Quindi, per obbedienza, Marcello mette fine a questo impegno e si
lancia nell'aiuto alle missioni, dapprima con l'invio di farmaci in
paesi poveri e la fondazione di una rivista intitolata "La
Missione". Con monsignor Giovanni Battista Montini, il futuro
papa Paolo VI, allora arcivescovo di Milano, e il professor Lazzati,
dell'Università di Milano, fonda un collegio per gli studenti che
provengono da oltremare. In effetti, i vescovi dei paesi di missione
iniziano a inviare preti in Italia per un complemento di formazione
sacerdotale: questi studenti sono destinati a diventare insegnanti
nei seminari dell'Africa, dell'Asia e dell'America Latina. Spesso, il
primo contatto avviene direttamente tra il vescovo del paese e
Marcello, per fornire l'alloggio, ottenere una borsa di studio, ecc.
Il giovane partecipa anche alla fondazione di numerose opere e
associazioni a favore delle missioni.
«
Vieni ! » e « va ! »
Nel
1950, all'età di trentaquattro anni, Marcello eredita l'azienda del
padre. A poco a poco matura in lui l'aspirazione a lasciare tutto per
diventare missionario laico a tempo pieno. Ma per realizzarla, egli
dovrà aspettare l'anno 1961: la sua presenza nelle fabbriche,
infatti, è utile, se non addirittura necessaria, a causa della
difficile situazione degli operai durante il periodo del dopoguerra.

########################################

=== PARTI DELL'ESERCIZIO ===
(1) Indica se le affermazioni seguenti concordano con il brano su Marcello: (a) Marcello eredita l'azienda del padre all'età di trentaquattro anni; (b) il collegio che fonda è riservato agli studenti dell'Università di Milano; (c) Marcello diventa missionario laico a tempo pieno già nel 1950. Per ciascuna rispondi sì o no, citando le parole decisive del brano.
(2) Estrai dal brano su Marcello, senza alcuna modifica, il tratto che va da "Quindi, per obbedienza, Marcello" fino a "di studio, ecc.".

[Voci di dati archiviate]

########################################

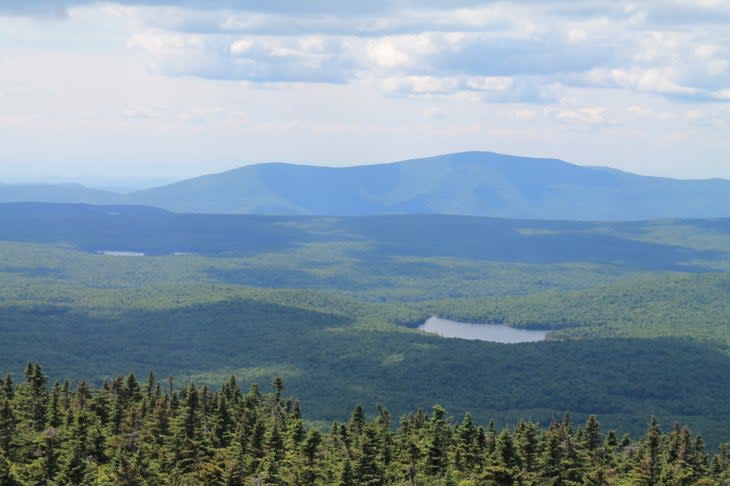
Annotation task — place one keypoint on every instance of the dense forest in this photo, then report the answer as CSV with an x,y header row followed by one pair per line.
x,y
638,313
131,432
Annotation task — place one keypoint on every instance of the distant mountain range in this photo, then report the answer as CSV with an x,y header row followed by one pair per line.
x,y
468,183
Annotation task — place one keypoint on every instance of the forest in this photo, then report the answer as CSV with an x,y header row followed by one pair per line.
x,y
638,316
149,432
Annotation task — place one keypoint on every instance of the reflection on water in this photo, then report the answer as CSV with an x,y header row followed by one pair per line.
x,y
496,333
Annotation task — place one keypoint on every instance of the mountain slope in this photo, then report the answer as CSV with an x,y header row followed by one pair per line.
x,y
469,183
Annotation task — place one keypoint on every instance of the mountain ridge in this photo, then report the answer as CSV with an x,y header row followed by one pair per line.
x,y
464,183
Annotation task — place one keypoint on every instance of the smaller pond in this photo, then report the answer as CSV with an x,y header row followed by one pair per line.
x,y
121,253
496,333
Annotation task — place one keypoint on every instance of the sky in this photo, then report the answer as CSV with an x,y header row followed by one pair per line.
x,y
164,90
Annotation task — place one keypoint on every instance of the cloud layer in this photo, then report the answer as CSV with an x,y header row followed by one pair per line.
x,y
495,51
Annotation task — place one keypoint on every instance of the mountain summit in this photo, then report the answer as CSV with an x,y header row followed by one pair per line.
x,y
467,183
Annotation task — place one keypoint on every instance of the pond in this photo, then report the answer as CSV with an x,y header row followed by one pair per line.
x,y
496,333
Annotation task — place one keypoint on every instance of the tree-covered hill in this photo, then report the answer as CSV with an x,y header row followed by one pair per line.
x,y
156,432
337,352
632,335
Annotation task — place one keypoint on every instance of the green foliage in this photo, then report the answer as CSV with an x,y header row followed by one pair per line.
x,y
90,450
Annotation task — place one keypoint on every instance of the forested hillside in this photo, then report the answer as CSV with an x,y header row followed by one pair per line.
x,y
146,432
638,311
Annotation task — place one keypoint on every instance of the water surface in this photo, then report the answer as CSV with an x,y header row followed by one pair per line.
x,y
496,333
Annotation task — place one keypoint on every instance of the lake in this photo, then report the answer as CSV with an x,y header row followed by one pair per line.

########################################

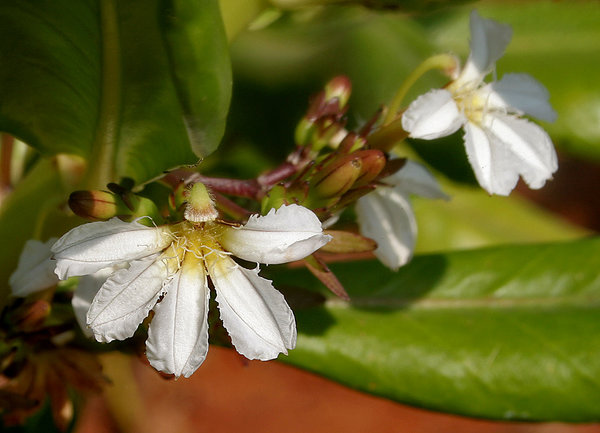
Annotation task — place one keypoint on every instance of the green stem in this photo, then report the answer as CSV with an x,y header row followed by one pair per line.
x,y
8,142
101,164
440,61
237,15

########################################

=== SOLUZIONI DELLE CONSEGNE ===
(1)
(a) Sì: "all'età di trentaquattro anni, Marcello eredita l'azienda del padre".
(b) No: "fonda un collegio per gli studenti che provengono da oltremare".
(c) No: "egli dovrà aspettare l'anno 1961".

(2)
Quindi, per obbedienza, Marcello mette fine a questo impegno e si
lancia nell'aiuto alle missioni, dapprima con l'invio di farmaci in
paesi poveri e la fondazione di una rivista intitolata "La
Missione". Con monsignor Giovanni Battista Montini, il futuro
papa Paolo VI, allora arcivescovo di Milano, e il professor Lazzati,
dell'Università di Milano, fonda un collegio per gli studenti che
provengono da oltremare. In effetti, i vescovi dei paesi di missione
iniziano a inviare preti in Italia per un complemento di formazione
sacerdotale: questi studenti sono destinati a diventare insegnanti
nei seminari dell'Africa, dell'Asia e dell'America Latina. Spesso, il
primo contatto avviene direttamente tra il vescovo del paese e
Marcello, per fornire l'alloggio, ottenere una borsa di studio, ecc.